● Given request
Please identify every line in the listing below that contains the string "foot" and copy each of those lines. Matching is case-sensitive.

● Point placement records
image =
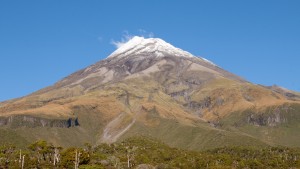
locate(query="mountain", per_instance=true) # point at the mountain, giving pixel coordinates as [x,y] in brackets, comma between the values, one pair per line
[149,87]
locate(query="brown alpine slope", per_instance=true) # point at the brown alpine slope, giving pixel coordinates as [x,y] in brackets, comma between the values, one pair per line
[148,87]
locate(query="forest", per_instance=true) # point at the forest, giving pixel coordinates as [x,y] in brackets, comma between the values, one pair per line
[144,153]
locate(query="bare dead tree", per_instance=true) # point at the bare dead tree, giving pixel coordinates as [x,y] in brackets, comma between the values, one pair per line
[23,161]
[56,158]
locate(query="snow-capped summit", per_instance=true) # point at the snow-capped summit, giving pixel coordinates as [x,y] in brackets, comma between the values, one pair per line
[139,45]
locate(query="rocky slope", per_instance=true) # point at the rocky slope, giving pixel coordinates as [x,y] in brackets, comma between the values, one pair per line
[149,87]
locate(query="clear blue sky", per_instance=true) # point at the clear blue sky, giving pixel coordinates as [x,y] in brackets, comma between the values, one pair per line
[42,41]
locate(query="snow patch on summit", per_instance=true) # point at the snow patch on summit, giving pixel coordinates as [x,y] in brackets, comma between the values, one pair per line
[138,45]
[154,46]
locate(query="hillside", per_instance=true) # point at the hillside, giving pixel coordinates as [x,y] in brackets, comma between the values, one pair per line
[149,87]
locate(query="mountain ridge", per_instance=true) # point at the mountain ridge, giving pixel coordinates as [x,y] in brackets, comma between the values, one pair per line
[149,87]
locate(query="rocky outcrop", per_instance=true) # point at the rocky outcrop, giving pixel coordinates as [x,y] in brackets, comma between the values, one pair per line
[32,121]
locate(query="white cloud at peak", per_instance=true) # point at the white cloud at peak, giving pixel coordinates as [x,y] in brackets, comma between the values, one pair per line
[125,38]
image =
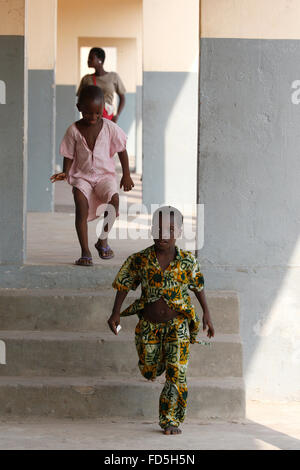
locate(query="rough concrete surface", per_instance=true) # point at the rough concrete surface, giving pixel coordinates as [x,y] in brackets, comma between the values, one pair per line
[268,426]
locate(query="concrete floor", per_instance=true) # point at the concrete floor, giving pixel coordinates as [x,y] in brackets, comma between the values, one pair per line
[267,427]
[52,241]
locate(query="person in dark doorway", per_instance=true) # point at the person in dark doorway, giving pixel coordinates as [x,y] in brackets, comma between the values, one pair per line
[88,148]
[109,82]
[168,322]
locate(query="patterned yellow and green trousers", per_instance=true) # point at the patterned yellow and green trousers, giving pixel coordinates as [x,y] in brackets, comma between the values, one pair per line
[164,347]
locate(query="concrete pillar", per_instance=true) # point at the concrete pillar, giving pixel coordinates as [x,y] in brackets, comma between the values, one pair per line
[170,100]
[42,19]
[13,131]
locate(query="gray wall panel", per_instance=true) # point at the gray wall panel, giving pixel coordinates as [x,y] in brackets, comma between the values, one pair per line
[249,183]
[66,114]
[41,141]
[170,111]
[13,164]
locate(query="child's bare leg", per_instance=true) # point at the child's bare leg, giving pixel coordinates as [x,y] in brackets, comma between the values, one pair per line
[102,244]
[81,216]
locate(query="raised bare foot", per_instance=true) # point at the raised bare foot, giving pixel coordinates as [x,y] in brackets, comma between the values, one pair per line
[172,430]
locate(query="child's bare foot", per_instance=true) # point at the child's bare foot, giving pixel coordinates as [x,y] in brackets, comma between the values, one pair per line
[104,250]
[84,261]
[172,430]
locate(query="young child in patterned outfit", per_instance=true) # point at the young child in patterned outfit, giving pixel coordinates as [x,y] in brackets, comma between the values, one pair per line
[168,322]
[88,148]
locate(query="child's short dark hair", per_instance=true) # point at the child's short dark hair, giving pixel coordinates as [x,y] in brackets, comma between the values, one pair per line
[98,53]
[90,93]
[170,212]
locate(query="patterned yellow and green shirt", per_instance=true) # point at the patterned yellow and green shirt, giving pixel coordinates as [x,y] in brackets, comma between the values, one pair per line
[172,285]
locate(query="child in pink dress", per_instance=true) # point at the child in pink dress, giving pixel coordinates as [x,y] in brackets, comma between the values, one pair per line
[88,148]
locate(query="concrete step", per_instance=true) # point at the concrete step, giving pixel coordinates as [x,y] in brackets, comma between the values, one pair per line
[85,397]
[36,353]
[84,310]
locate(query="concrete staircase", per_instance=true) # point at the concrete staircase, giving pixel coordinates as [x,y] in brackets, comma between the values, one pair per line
[62,360]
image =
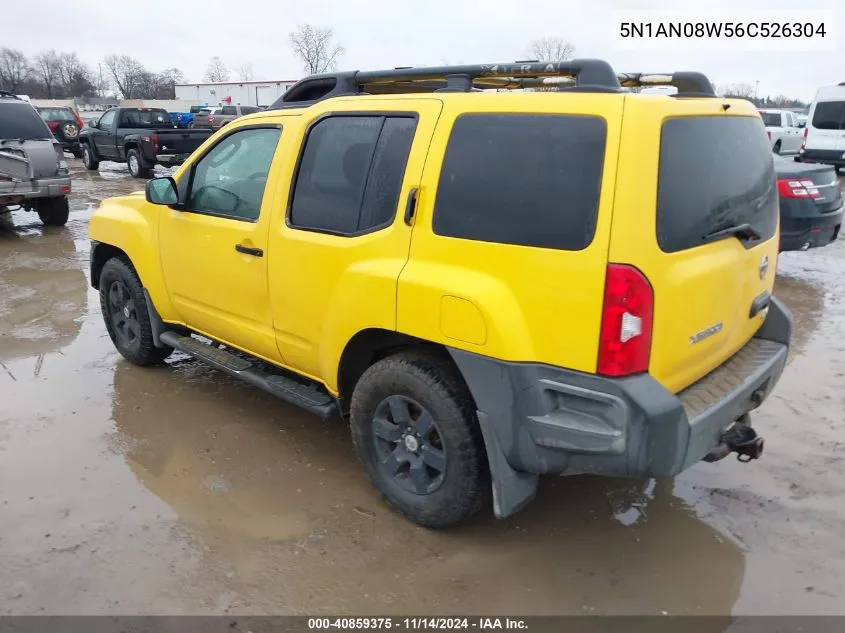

● Result of this task
locate(query="raised bare foot", per_instance=true) # point at the raised bare foot, giving pixel coordinates as [x,y] in brackets, comma between the values, one pair per line
locate(query="child's bare foot", per_instance=true) # point at the child's bare foot, giving pixel coordinates as [x,y] in brackets, comma between the values, one pair per line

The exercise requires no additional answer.